Information provided: Begin

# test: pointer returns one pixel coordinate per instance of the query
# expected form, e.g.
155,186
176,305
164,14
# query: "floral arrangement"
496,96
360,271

Information provided: End

#### Task description
Each entry should be reproduced in the output exactly.

#### The completed task
# test: pointer returns one pixel coordinate per instance of the query
# expected form, e.g.
155,186
176,305
164,14
# query: "floral arrangement"
496,96
360,271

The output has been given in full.